TASK DESCRIPTION | Exactly reproduce each record listed below.

::::::

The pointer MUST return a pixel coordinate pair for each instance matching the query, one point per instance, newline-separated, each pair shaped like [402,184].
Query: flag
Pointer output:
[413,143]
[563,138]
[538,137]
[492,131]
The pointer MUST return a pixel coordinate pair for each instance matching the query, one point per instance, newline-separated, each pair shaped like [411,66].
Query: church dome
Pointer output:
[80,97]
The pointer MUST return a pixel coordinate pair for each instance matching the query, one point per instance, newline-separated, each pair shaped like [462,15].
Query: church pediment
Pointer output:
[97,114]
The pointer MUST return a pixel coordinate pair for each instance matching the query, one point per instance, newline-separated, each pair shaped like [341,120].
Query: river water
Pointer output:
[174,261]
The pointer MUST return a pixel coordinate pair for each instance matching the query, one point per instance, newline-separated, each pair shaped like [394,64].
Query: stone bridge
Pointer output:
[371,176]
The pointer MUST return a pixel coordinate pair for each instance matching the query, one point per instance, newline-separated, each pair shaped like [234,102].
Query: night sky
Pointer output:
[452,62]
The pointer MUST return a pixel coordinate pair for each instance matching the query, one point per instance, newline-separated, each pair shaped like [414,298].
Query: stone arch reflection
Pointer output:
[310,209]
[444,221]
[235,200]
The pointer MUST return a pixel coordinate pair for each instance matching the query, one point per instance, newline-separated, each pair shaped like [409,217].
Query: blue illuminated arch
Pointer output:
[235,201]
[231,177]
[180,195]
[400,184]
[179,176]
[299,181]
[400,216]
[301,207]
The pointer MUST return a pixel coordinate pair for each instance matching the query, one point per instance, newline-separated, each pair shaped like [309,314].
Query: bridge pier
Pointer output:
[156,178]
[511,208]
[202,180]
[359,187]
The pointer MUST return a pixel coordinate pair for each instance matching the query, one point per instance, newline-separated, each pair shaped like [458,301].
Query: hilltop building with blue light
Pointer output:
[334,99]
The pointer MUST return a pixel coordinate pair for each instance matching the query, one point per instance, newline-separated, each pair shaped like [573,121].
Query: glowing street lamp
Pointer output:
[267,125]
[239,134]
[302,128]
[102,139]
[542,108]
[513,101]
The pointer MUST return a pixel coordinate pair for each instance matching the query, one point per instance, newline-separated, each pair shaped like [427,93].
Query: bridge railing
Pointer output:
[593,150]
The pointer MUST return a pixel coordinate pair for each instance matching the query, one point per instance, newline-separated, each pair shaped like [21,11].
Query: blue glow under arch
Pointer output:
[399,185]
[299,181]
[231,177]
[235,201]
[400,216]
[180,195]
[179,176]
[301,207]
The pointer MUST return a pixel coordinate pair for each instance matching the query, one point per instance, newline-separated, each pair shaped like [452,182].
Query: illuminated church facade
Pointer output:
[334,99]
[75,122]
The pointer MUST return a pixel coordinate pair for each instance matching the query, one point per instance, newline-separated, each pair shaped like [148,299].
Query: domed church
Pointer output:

::::::

TASK SOLUTION |
The pointer MUST return a pixel coordinate pair for each instance matching the query, one point per instance, newline-separated, each pair shaped like [402,184].
Query: flag
Pointer output:
[413,143]
[563,138]
[538,137]
[492,131]
The pointer MUST return a pixel coordinate pair for each instance matching the query, one point per instance, newline-separated, each pair shaped like [411,66].
Query: church dome
Pointer output:
[80,97]
The pointer MUST return a pixel coordinate pair for each instance matching the query, one point per instance, newline-separated, each pair shaped like [462,15].
Query: church pediment
Pointer output:
[97,114]
The pointer MUST return a pixel coordinate pair for each instance matching the query, one point per instance, newline-separated, each pair shaped like [341,120].
Query: river water
Pointer output:
[174,261]
The pointer MUST return a pixel coordinate pair for each instance matching the query, one point per instance, newline-separated, each pair shaped like [394,64].
Query: stone bridge
Pointer output:
[371,176]
The pointer MUST return a pixel coordinate pair for each instance matching the query, one point per instance, newline-separated, each pair shaped like [234,102].
Query: night sky
Pointer output:
[452,62]
The pointer MUST return a pixel coordinate pair for each instance matching the query, one point per instance, newline-separated, each pair shaped like [414,298].
Query: stone arch reflection
Pointer output:
[310,209]
[444,221]
[235,200]
The pointer MUST return a pixel coordinate pair for each instance matching the query, one point per instance, newline-separated, each pair shaped like [409,217].
Query: blue illuminated arch
Pointer output:
[235,201]
[231,177]
[180,195]
[400,184]
[179,176]
[299,181]
[400,216]
[301,207]
The pointer MUST return a pixel coordinate pair for each instance matching the query, one point per instance, newline-separated, each pair shaped like [309,314].
Query: bridge pier
Pointer output:
[156,178]
[511,208]
[202,180]
[359,187]
The pointer MUST return a pixel coordinate pair for each instance matching the query, one point per instance, newline-separated, each pair shaped like [458,301].
Query: hilltop building with blue light
Pointer output:
[334,99]
The pointer MUST return a pixel coordinate pair for each instance matching the query, one point per instance, newline-separated, each pair shaped like [573,121].
Query: glowing street lamp
Pointer output:
[267,125]
[239,134]
[302,128]
[102,139]
[542,108]
[513,101]
The pointer MUST return a pixel coordinate pair for each instance matching the query, one point per instance, newline-separated, each pair shaped like [427,93].
Query: bridge railing
Pointer output:
[593,150]
The pointer MUST return a pixel coordinate pair for each instance matching the query, one point per instance, newline-separated, each pair shaped like [21,11].
Query: blue glow under arch
Pointer output:
[399,185]
[299,181]
[231,177]
[235,201]
[400,216]
[180,195]
[179,176]
[301,207]
The pointer MUST return a pixel coordinate pair for each instance matching the query, one point per instance, newline-separated, each pair shaped like [452,182].
Query: illuminated church facade
Pointer output:
[334,99]
[75,122]
The pointer MUST return a pixel coordinate pair for each instance matching the query, one point per instance, newline-separated, each pair shaped like [148,299].
Query: domed church
Pointer output:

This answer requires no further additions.